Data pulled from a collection
════════════════

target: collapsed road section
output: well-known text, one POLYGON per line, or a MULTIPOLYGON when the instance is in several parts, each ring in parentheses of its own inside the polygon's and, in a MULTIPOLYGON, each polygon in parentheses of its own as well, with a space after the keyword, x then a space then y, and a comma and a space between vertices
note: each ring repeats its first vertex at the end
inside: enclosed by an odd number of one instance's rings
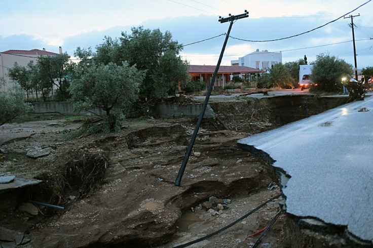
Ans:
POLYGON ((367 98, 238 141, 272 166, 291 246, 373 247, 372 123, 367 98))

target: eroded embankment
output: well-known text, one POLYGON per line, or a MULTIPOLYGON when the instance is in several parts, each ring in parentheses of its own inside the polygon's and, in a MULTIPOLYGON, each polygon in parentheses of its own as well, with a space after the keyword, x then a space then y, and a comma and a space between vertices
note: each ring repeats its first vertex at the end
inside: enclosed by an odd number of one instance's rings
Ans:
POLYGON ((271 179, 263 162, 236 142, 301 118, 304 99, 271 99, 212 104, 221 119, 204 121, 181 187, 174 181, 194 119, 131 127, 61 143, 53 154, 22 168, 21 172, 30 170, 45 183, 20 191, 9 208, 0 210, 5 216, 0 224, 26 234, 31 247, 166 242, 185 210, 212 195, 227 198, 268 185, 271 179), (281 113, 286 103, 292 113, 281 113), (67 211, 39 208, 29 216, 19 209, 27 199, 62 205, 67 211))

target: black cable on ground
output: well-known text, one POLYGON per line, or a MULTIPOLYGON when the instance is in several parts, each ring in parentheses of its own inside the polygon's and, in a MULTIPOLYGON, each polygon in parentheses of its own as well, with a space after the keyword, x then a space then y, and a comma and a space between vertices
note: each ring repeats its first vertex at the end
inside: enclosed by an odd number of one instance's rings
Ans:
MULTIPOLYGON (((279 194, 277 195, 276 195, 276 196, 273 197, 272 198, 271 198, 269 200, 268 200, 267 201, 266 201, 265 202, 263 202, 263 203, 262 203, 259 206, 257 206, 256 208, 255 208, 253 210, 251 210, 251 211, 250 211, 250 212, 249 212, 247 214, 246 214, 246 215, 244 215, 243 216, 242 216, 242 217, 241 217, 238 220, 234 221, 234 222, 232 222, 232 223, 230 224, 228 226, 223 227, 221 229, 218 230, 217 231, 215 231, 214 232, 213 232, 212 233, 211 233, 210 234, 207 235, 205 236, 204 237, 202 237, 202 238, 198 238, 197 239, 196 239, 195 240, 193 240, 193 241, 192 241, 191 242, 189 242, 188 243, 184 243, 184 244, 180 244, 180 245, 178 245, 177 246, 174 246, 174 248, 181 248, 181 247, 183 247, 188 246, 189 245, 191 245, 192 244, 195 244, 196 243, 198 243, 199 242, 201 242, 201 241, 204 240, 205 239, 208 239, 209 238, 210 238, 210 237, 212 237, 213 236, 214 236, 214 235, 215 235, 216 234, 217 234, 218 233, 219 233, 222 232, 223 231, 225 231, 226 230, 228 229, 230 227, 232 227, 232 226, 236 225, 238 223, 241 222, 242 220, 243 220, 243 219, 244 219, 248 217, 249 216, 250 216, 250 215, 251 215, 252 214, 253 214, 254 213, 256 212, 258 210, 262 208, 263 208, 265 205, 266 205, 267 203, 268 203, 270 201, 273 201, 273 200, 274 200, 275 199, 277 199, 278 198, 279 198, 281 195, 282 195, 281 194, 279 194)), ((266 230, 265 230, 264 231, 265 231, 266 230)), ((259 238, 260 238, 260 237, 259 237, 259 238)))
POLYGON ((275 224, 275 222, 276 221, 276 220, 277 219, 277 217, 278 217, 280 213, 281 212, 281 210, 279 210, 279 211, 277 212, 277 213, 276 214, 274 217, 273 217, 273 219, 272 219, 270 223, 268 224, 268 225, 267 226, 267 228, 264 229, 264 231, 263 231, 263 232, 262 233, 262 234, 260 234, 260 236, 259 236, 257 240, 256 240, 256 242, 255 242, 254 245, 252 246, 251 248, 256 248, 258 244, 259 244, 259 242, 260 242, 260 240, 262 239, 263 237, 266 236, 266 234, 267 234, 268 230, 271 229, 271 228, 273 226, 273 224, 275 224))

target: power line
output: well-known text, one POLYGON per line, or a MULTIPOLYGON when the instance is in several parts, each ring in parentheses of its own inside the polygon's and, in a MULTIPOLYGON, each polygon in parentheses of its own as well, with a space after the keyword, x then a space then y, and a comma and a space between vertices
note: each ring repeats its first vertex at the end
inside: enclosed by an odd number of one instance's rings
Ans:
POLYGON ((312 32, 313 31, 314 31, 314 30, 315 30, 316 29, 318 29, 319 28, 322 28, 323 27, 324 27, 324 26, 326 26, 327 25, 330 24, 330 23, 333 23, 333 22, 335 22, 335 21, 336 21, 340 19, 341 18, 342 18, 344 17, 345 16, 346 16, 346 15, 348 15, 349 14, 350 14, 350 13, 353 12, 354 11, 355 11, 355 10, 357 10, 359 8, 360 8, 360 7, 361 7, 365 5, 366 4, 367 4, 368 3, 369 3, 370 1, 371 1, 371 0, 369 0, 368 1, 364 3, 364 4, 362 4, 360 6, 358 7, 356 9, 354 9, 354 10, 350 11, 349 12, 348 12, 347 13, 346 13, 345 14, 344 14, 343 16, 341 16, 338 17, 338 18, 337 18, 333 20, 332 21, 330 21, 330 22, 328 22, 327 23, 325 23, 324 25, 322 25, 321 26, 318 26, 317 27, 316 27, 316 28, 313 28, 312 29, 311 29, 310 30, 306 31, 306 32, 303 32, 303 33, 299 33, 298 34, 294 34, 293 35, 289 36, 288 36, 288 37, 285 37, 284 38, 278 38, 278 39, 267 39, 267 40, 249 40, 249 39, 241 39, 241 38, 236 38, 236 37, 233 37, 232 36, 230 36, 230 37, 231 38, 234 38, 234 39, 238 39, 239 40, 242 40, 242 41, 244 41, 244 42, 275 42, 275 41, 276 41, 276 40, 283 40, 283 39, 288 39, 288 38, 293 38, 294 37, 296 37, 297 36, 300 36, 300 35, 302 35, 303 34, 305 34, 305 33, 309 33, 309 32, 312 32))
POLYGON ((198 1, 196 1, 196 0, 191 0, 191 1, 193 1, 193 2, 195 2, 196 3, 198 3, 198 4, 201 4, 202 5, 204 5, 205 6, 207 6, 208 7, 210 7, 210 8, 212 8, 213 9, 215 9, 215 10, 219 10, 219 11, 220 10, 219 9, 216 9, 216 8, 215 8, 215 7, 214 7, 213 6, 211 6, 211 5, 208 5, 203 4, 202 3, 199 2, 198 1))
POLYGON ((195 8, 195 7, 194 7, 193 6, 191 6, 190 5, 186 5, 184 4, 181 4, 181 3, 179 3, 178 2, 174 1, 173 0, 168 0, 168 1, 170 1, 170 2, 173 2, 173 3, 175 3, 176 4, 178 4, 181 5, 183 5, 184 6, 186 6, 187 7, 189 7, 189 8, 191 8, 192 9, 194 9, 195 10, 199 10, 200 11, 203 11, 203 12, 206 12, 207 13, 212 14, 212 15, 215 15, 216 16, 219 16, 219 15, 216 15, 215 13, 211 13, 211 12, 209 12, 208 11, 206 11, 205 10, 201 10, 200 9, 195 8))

════════════════

■ What the exercise asks ■
Convert all the lines of the rows above into one numbered list, skipping blank lines. Leave the pictures out.

■ Task output ■
1. target: collapsed road section
2. output: well-known text, one POLYGON per line, or a MULTIPOLYGON when the instance is in several parts, each ring in parentheses of its own inside the polygon's and, in a MULTIPOLYGON, each polygon in parentheses of its own as well, with a space after the keyword, x then a space then y, and a comma and a space between vertices
3. note: each ring repeats its first vertex at the end
4. inside: enclosed by an odd number of one instance's rings
5. Ans:
6. POLYGON ((367 98, 238 141, 272 166, 291 246, 373 247, 372 123, 367 98))
7. target: eroded embankment
8. output: well-known text, one POLYGON per line, or a MULTIPOLYGON when the instance is in several parts, each ring in parentheses of its own inside the polygon's and, in a MULTIPOLYGON, each polygon in parentheses of its own as well, with a space after the keyword, x then a space then y, and a comma and a space between vertices
9. note: each ring repeats its first vertex at the end
10. inside: enclosed by an odd number of one instance's rings
11. Ans:
12. POLYGON ((271 179, 263 162, 236 142, 301 118, 304 99, 271 99, 212 104, 221 119, 204 121, 181 187, 174 181, 194 119, 131 127, 61 143, 53 154, 22 168, 21 172, 30 170, 45 183, 20 191, 9 208, 0 210, 5 216, 0 224, 26 234, 31 247, 166 242, 185 210, 212 195, 227 198, 268 185, 271 179), (281 113, 286 103, 292 113, 281 113), (67 211, 39 208, 29 216, 19 209, 27 199, 62 205, 67 211))
13. target: black cable on ground
14. output: well-known text, one POLYGON per line, or a MULTIPOLYGON when the instance is in several parts, each ring in parentheses of its own inside the polygon's and, in a MULTIPOLYGON, each polygon in parentheses of its own as well, with a space after the keyword, x then a space then y, and a comma and a space between vertices
15. note: each ring repeats its first vertex at the end
16. inside: enclosed by an odd number of one instance's rings
17. Ans:
18. MULTIPOLYGON (((279 194, 277 195, 276 195, 276 196, 273 197, 272 198, 271 198, 269 200, 268 200, 267 201, 266 201, 265 202, 263 202, 263 203, 262 203, 259 206, 257 206, 256 208, 255 208, 253 210, 251 210, 251 211, 250 211, 250 212, 249 212, 247 214, 246 214, 246 215, 244 215, 243 216, 242 216, 242 217, 241 217, 238 220, 234 221, 234 222, 232 222, 232 223, 230 224, 228 226, 223 227, 221 229, 218 230, 217 231, 215 231, 214 232, 213 232, 212 233, 211 233, 210 234, 207 235, 205 236, 204 237, 202 237, 202 238, 198 238, 197 239, 196 239, 195 240, 193 240, 193 241, 192 241, 191 242, 189 242, 188 243, 184 243, 184 244, 180 244, 180 245, 178 245, 177 246, 174 246, 174 248, 181 248, 181 247, 183 247, 188 246, 189 245, 191 245, 192 244, 195 244, 196 243, 198 243, 199 242, 201 242, 201 241, 204 240, 205 239, 208 239, 209 238, 210 238, 210 237, 212 237, 213 236, 214 236, 214 235, 215 235, 216 234, 217 234, 218 233, 219 233, 222 232, 223 231, 225 231, 226 230, 228 229, 230 227, 232 227, 232 226, 236 225, 238 223, 241 222, 242 220, 243 220, 243 219, 244 219, 248 217, 249 216, 250 216, 250 215, 251 215, 252 214, 253 214, 254 213, 256 212, 258 210, 262 208, 263 208, 265 205, 266 205, 267 203, 268 203, 270 201, 273 201, 273 200, 274 200, 275 199, 277 199, 278 198, 279 198, 281 195, 282 195, 281 194, 279 194)), ((266 230, 265 230, 264 231, 265 231, 266 230)), ((259 238, 260 238, 260 237, 259 237, 259 238)))
19. POLYGON ((275 224, 275 222, 276 221, 276 220, 277 219, 277 217, 278 217, 280 213, 281 212, 281 210, 279 210, 279 211, 277 212, 277 213, 276 214, 274 217, 273 217, 273 219, 272 219, 270 223, 268 224, 268 225, 267 226, 267 228, 264 229, 264 231, 263 231, 263 232, 262 233, 262 234, 260 234, 260 236, 259 236, 257 240, 256 240, 256 242, 255 242, 254 245, 252 246, 251 248, 256 248, 258 244, 259 244, 259 242, 260 242, 260 240, 262 239, 263 237, 266 236, 266 234, 267 234, 268 230, 271 229, 271 228, 273 226, 273 224, 275 224))
20. target: power line
21. output: well-known text, one POLYGON per line, or a MULTIPOLYGON when the instance is in several parts, each ring in parentheses of its own inside the polygon's and, in a MULTIPOLYGON, each polygon in parentheses of its own as well, with a space after the keyword, x then a space then y, and a comma and a space between vertices
22. note: each ring repeats its first vertex at the end
23. inside: enclosed by an odd number of one instance's rings
24. Ans:
25. POLYGON ((312 32, 313 31, 314 31, 314 30, 315 30, 316 29, 318 29, 319 28, 322 28, 323 27, 324 27, 324 26, 326 26, 327 25, 330 24, 330 23, 333 23, 333 22, 335 22, 335 21, 336 21, 340 19, 341 18, 342 18, 344 17, 345 16, 346 16, 346 15, 348 15, 349 14, 350 14, 350 13, 353 12, 354 11, 355 11, 355 10, 357 10, 359 8, 360 8, 360 7, 361 7, 365 5, 366 4, 367 4, 368 3, 369 3, 370 1, 371 1, 371 0, 369 0, 368 1, 364 3, 364 4, 362 4, 360 6, 358 7, 356 9, 354 9, 354 10, 350 11, 349 12, 348 12, 347 13, 346 13, 345 14, 344 14, 343 16, 341 16, 338 17, 338 18, 337 18, 333 20, 332 21, 330 21, 330 22, 328 22, 327 23, 325 23, 324 25, 322 25, 321 26, 318 26, 317 27, 316 27, 316 28, 313 28, 312 29, 311 29, 310 30, 306 31, 306 32, 303 32, 303 33, 299 33, 298 34, 294 34, 293 35, 289 36, 288 36, 288 37, 285 37, 284 38, 278 38, 278 39, 267 39, 267 40, 249 40, 249 39, 241 39, 241 38, 236 38, 236 37, 233 37, 232 36, 230 36, 230 37, 231 38, 234 38, 234 39, 238 39, 239 40, 242 40, 242 41, 244 41, 244 42, 275 42, 275 41, 276 41, 276 40, 283 40, 283 39, 288 39, 288 38, 293 38, 294 37, 296 37, 297 36, 300 36, 300 35, 302 35, 303 34, 305 34, 305 33, 309 33, 309 32, 312 32))
26. POLYGON ((198 1, 196 1, 196 0, 191 0, 191 1, 193 1, 193 2, 195 2, 196 3, 198 3, 198 4, 201 4, 202 5, 204 5, 205 6, 207 6, 208 7, 210 7, 210 8, 212 8, 213 9, 215 9, 215 10, 219 10, 219 11, 220 10, 219 9, 216 9, 216 8, 215 8, 215 7, 214 7, 213 6, 211 6, 211 5, 208 5, 203 4, 202 3, 199 2, 198 1))
27. POLYGON ((195 8, 195 7, 194 7, 193 6, 191 6, 190 5, 186 5, 184 4, 181 4, 181 3, 179 3, 178 2, 174 1, 173 0, 168 0, 168 1, 170 1, 170 2, 173 2, 173 3, 175 3, 176 4, 178 4, 181 5, 183 5, 184 6, 186 6, 187 7, 189 7, 189 8, 191 8, 192 9, 194 9, 195 10, 199 10, 200 11, 203 11, 203 12, 206 12, 207 13, 212 14, 212 15, 215 15, 216 16, 219 16, 219 15, 216 15, 215 13, 211 13, 211 12, 209 12, 208 11, 206 11, 205 10, 201 10, 200 9, 195 8))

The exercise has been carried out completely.